Leave the pictures out and give every entry again exactly.

◆ ◆ ◆ ◆ ◆

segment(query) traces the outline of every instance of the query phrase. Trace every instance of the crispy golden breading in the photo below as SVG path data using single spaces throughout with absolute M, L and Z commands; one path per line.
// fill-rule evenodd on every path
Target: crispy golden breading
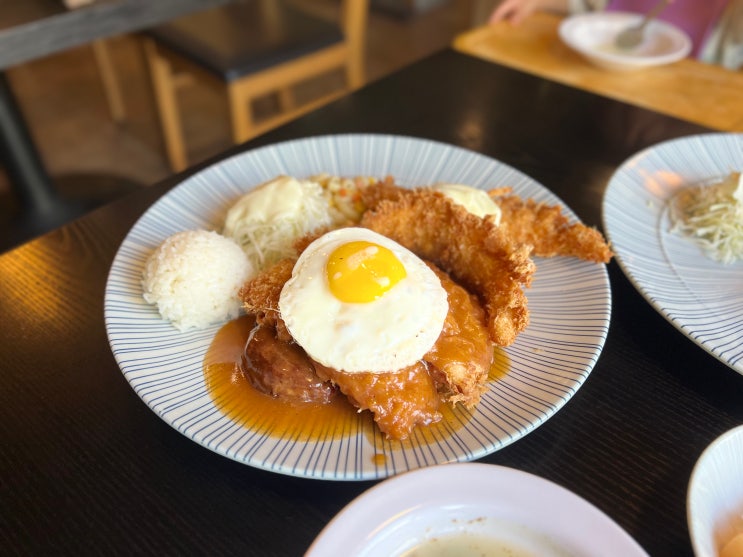
M 375 184 L 370 184 L 361 190 L 361 204 L 365 211 L 374 209 L 382 201 L 399 201 L 400 198 L 408 191 L 395 184 L 395 179 L 387 176 Z
M 276 336 L 284 342 L 293 339 L 279 316 L 279 296 L 284 283 L 292 276 L 296 259 L 282 259 L 246 282 L 237 296 L 245 311 L 255 315 L 256 322 L 265 327 L 276 327 Z
M 517 195 L 492 195 L 502 211 L 500 227 L 516 242 L 534 246 L 534 255 L 579 257 L 608 263 L 612 253 L 595 228 L 570 224 L 560 207 L 523 200 Z
M 385 186 L 389 187 L 389 186 Z M 507 346 L 529 323 L 526 295 L 536 269 L 531 246 L 514 242 L 490 219 L 476 217 L 443 194 L 393 190 L 391 197 L 371 198 L 361 226 L 392 238 L 423 259 L 433 261 L 455 282 L 474 293 L 485 308 L 490 338 Z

◆ ◆ ◆ ◆ ◆

## Exercise result
segment(query) traces the outline of every instance of the query phrase. Trace every instance of the crispy golden breading in the photo below as SVG path data using single spaces throughout with absolute M, L and Z commands; one path per line.
// fill-rule evenodd on every path
Target: crispy golden breading
M 375 184 L 370 184 L 361 190 L 361 204 L 365 211 L 374 209 L 382 201 L 399 201 L 400 198 L 408 191 L 395 184 L 395 179 L 387 176 Z
M 276 336 L 284 342 L 293 339 L 279 316 L 279 296 L 284 283 L 292 276 L 296 259 L 282 259 L 246 282 L 237 296 L 245 311 L 255 315 L 256 322 L 265 327 L 276 327 Z
M 517 195 L 492 195 L 502 211 L 500 227 L 516 242 L 534 246 L 534 255 L 579 257 L 608 263 L 612 253 L 595 228 L 570 224 L 560 207 L 523 200 Z
M 385 186 L 389 187 L 389 186 Z M 507 346 L 529 323 L 526 295 L 536 269 L 531 246 L 514 242 L 490 219 L 476 217 L 443 194 L 393 190 L 391 197 L 371 198 L 361 226 L 392 238 L 423 259 L 433 261 L 455 282 L 474 293 L 485 308 L 490 338 Z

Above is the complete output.